▶ [Try it]
Could you restate the data word for word?

▶ [Records excerpted from a collection]
━━━━━━━━━━

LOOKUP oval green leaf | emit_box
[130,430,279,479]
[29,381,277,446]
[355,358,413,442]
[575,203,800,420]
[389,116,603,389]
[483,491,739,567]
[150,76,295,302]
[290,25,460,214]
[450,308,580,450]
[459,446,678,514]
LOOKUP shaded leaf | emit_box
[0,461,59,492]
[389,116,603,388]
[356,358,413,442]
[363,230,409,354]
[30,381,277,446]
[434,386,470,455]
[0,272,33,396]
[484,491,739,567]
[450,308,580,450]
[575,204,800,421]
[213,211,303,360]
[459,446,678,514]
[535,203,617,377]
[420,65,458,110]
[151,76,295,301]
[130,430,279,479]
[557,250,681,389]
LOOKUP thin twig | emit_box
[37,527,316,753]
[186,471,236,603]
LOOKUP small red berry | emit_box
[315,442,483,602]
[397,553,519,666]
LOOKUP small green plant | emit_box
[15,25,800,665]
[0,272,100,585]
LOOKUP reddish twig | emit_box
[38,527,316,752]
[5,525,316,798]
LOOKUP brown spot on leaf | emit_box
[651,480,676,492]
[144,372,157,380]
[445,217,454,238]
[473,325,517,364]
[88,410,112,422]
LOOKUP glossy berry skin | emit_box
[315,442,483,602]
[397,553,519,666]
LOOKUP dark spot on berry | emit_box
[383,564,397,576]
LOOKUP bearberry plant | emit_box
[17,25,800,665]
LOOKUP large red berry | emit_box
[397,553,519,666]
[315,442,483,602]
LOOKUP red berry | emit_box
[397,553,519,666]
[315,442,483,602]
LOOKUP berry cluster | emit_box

━━━━━━━━━━

▶ [Exercise solution]
LOOKUP oval green leaf | emit_box
[130,430,279,479]
[29,381,277,446]
[355,358,413,442]
[575,203,800,420]
[389,116,603,389]
[483,491,739,567]
[150,76,295,302]
[290,25,460,214]
[450,308,580,450]
[459,446,678,514]
LOOKUP shaded leaf | emit_box
[0,461,59,492]
[389,116,603,388]
[356,358,413,442]
[363,230,409,354]
[30,381,277,446]
[434,386,470,455]
[0,272,33,396]
[484,491,739,567]
[450,308,580,450]
[575,204,800,421]
[213,211,303,360]
[459,446,678,514]
[535,203,617,377]
[420,65,458,110]
[151,76,295,301]
[130,430,279,479]
[557,250,681,389]
LOOKUP thin twig | emit_box
[37,527,316,753]
[186,471,236,603]
LOOKUP small red berry | emit_box
[315,442,483,602]
[397,553,519,666]
LOOKUP small green plant | emit_box
[15,25,800,665]
[0,272,100,585]
LOOKUP reddish twig | emit_box
[38,527,316,752]
[5,525,316,798]
LOOKUP brown spot on leaf | emit_box
[651,480,676,492]
[144,372,157,380]
[445,217,454,238]
[473,325,517,364]
[88,410,112,422]
LOOKUP glossy berry skin | emit_box
[315,442,483,602]
[397,553,519,666]
LOOKUP dark spot on berry | emit_box
[383,564,397,576]
LOOKUP bearberry plant | emit_box
[17,25,800,665]
LOOKUP large red berry | emit_box
[397,553,519,666]
[315,442,483,602]
LOOKUP red berry | emit_box
[397,553,519,666]
[315,442,483,602]
LOOKUP berry cluster | emit_box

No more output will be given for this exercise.